*Task directions*
Render the items from the line with "Extract grass field" through the final line as a Markdown table with the columns Number and Record line, leaving out any blank lines.
## START
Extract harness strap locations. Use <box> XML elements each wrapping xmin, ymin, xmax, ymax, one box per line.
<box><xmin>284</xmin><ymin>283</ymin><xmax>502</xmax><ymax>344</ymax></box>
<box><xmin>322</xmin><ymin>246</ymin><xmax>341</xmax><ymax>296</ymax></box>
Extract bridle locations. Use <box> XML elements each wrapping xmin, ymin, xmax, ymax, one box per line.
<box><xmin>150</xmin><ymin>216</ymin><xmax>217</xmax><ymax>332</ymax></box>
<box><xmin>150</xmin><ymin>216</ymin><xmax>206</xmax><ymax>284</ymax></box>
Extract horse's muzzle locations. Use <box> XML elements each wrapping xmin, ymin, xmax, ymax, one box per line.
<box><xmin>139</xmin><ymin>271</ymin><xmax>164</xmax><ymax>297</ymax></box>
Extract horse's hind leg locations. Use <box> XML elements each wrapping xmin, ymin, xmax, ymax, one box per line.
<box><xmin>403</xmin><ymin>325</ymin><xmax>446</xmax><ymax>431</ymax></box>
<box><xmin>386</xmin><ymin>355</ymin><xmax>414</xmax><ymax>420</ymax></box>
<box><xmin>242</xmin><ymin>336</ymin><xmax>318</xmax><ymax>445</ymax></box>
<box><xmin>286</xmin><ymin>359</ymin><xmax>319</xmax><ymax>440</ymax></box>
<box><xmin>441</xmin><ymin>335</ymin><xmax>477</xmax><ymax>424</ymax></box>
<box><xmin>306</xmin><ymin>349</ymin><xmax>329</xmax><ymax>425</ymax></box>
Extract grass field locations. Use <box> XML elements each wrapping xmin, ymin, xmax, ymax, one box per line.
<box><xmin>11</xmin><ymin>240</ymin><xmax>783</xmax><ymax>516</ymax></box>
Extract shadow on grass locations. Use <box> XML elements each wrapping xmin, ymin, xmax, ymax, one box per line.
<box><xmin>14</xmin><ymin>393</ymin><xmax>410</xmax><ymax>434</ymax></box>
## END
*Solved problem*
| Number | Record line |
|---|---|
| 1 | Extract grass field locations. Use <box> XML elements each wrapping xmin, ymin, xmax, ymax, one box per line. |
| 2 | <box><xmin>11</xmin><ymin>240</ymin><xmax>783</xmax><ymax>516</ymax></box> |
| 3 | Extract shadow on grass locations. Use <box> XML elements each wrapping xmin, ymin, xmax, ymax, one box per line. |
| 4 | <box><xmin>14</xmin><ymin>393</ymin><xmax>410</xmax><ymax>434</ymax></box> |